- _Required tasks_
**A)** In the excerpt on productivity, reproduce the text starting at "It's in the" and ending at "present and future.", changing "economic downturns" to "recessions".
**B)** Summarize the excerpt on productivity in two sentences.
**C)** According to the excerpt on productivity, what are the classic factors that define productivity in economists' terms?

- _Excerpted text_

########################################

Productivity is a function of getting more work done within the confines of time and costs. During times of great economic growth, productivity is important, but during recessionary periods, it's crucial. You're not going to want to cut resources now at the cost of future service, to the best of your ability to forecast the future.

The classic basic fixed and measurable factors that define productivity, in economists' terms, are time, labor, and overhead (rent, lights, paper, equipment, secretarial help, etc.). These factors would seem to be intractable. There is a finite amount of time during which a professional can work, even with a long day. The cost of labor is most frequently determined by the marketplace for labor, more than the wishes of the employer. Overhead is usually fixed as well. These are, however, points at which productivity can be controlled and improved. For example:

Realistic objectives:

  • Marketing;
  • Planning;
  • Risk management;
  • Organization and governance;
  • Firm and marketing objectives;
  • Internal communication and knowledge management;
  • Technology;
  • Client relations;
  • Effective use of staff;
  • Motivation;
  • Competitive intelligence;
  • Fee structures;
  • Skill levels;
  • Recruiting;
  • Training;
  • Client service teams; and
  • Productivity.

It's in the area of productivity, by the way, that most firms turn to during economic downturns. But despite the importance of improving productivity, it's only one part of a firm's solution to economic security in both the present and future.

The Process

The objective of long term planning, particularly in dynamic and uncertain times, is not only to sustain and grow, but to reduce expenses without damaging or diminishing service, or losing the ability to serve clients effectively as the economy recovers. Learning to plan for an uncertain future in uncertain times allows you to better assess allocation of skills needed to serve both present and future markets, as the economy recovers. It helps you to reduce costs, increase productivity, and to avoid decisions that will hobble you in the future. It helps as well to avoid destroying or weakening parts of your firm that will ultimately become important as the economy recovers. And most significantly, it helps keep a firm relevant to the changing needs of the dynamic economy.

########################################

- _Information shown_
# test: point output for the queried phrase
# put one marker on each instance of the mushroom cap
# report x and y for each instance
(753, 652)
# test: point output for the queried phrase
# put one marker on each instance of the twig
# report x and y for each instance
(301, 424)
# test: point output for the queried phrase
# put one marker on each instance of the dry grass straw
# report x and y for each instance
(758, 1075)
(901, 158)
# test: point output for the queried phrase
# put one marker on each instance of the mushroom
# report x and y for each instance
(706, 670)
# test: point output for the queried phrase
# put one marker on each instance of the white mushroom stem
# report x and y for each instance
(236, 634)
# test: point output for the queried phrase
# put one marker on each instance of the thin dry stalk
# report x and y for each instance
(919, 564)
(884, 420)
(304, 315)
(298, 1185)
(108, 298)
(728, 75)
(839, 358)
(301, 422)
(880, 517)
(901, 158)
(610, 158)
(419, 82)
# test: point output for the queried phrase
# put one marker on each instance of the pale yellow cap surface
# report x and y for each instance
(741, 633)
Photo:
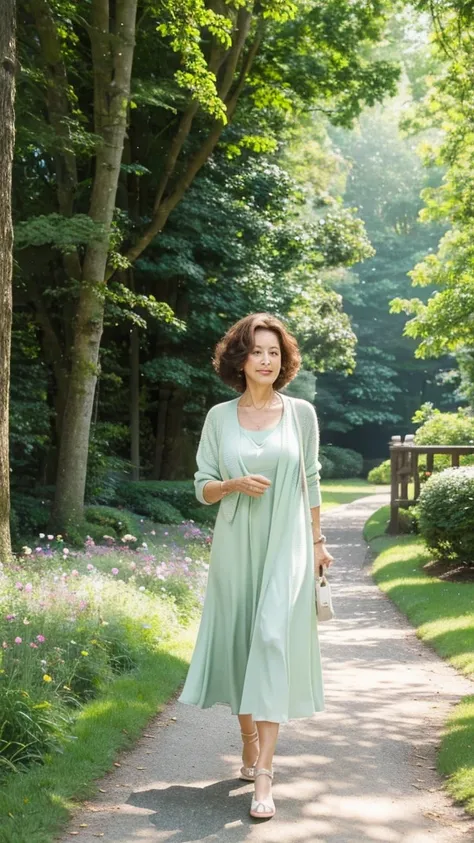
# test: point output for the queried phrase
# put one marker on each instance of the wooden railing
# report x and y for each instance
(404, 469)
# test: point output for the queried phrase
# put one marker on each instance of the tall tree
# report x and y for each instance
(7, 139)
(112, 36)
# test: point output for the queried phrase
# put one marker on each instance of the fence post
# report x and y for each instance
(394, 445)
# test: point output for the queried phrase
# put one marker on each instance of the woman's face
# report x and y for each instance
(263, 363)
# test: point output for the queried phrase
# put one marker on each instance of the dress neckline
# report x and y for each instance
(263, 429)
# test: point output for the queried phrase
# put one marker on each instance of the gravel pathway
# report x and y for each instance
(363, 770)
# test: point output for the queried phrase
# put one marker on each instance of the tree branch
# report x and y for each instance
(164, 209)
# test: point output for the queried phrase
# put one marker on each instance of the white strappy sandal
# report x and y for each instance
(248, 773)
(263, 809)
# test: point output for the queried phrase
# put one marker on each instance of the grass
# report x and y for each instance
(35, 806)
(336, 492)
(36, 801)
(443, 614)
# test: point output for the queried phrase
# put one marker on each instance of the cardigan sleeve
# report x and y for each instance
(311, 453)
(207, 457)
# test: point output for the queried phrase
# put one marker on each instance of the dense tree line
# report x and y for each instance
(152, 209)
(175, 169)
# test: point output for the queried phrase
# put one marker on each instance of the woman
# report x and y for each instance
(257, 648)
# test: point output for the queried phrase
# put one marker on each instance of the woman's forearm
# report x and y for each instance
(316, 522)
(215, 490)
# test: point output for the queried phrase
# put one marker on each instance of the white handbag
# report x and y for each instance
(323, 597)
(322, 589)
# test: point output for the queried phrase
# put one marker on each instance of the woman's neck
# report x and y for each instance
(258, 395)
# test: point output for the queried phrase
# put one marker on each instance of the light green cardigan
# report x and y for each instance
(217, 457)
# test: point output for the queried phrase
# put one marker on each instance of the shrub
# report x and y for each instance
(347, 463)
(444, 429)
(115, 522)
(327, 466)
(105, 471)
(142, 497)
(31, 514)
(380, 474)
(446, 514)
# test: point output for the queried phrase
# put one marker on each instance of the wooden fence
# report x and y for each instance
(404, 469)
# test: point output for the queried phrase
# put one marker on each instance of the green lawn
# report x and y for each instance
(443, 614)
(335, 492)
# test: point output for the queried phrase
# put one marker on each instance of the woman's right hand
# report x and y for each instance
(253, 485)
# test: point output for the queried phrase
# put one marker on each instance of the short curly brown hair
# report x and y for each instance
(233, 349)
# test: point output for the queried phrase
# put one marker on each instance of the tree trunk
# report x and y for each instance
(135, 402)
(7, 140)
(163, 401)
(112, 56)
(171, 463)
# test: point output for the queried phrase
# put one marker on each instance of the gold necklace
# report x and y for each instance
(257, 408)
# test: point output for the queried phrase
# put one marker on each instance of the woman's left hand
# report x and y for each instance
(322, 557)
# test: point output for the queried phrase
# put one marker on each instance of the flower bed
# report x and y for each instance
(71, 622)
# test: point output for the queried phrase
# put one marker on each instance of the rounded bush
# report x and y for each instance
(347, 463)
(380, 474)
(446, 514)
(327, 466)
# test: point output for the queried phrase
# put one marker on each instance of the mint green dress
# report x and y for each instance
(257, 648)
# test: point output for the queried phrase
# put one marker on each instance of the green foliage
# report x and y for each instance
(147, 498)
(105, 470)
(327, 466)
(112, 521)
(63, 233)
(346, 462)
(381, 473)
(446, 428)
(65, 638)
(446, 515)
(442, 323)
(31, 514)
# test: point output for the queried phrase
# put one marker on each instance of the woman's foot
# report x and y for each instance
(249, 755)
(263, 806)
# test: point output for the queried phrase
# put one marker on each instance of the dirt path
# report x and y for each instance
(361, 771)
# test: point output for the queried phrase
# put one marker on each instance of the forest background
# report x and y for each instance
(263, 168)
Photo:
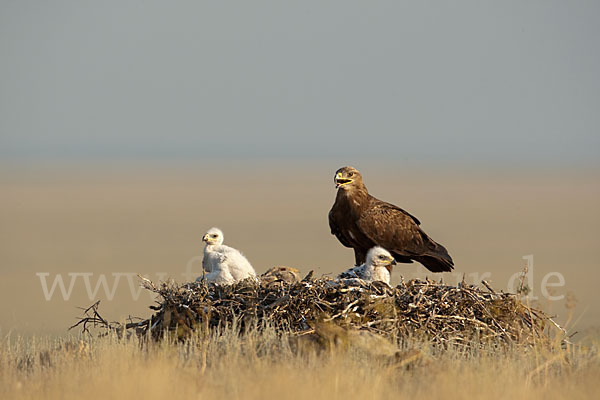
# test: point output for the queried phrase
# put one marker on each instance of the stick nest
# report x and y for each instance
(440, 313)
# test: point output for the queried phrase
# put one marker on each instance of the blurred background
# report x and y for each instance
(129, 128)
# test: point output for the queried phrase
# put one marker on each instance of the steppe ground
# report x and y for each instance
(149, 220)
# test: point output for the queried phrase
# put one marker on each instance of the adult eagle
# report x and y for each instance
(361, 221)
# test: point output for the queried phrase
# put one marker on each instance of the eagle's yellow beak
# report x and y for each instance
(340, 180)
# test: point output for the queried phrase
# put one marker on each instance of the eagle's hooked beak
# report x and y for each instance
(340, 180)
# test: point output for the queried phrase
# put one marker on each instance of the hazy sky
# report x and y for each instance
(478, 81)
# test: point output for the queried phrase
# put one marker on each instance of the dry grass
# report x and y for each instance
(262, 365)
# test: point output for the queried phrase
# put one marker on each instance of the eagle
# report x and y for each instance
(224, 264)
(377, 267)
(361, 221)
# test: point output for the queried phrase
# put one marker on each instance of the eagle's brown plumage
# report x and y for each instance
(361, 221)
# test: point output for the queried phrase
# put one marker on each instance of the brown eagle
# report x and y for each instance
(361, 221)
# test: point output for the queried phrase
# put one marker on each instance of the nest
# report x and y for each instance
(440, 313)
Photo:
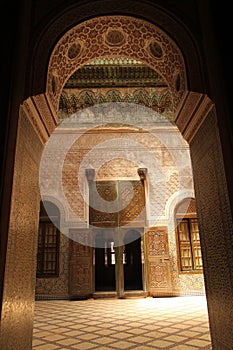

########################################

- _Task results_
**A)**
It's in the area of productivity, by the way, that most firms turn to during recessions. But despite the importance of improving productivity, it's only one part of a firm's solution to economic security in both the present and future.

**B)** Productivity means getting more work done within limits of time and cost, and it becomes crucial during recessions; its basic factors of time, labor, and overhead seem fixed but can be controlled and improved. Productivity is only one part of a firm's solution, and long-term planning in uncertain times helps reduce costs without damaging service and keeps a firm relevant as the economy recovers.

**C)** Time, labor, and overhead.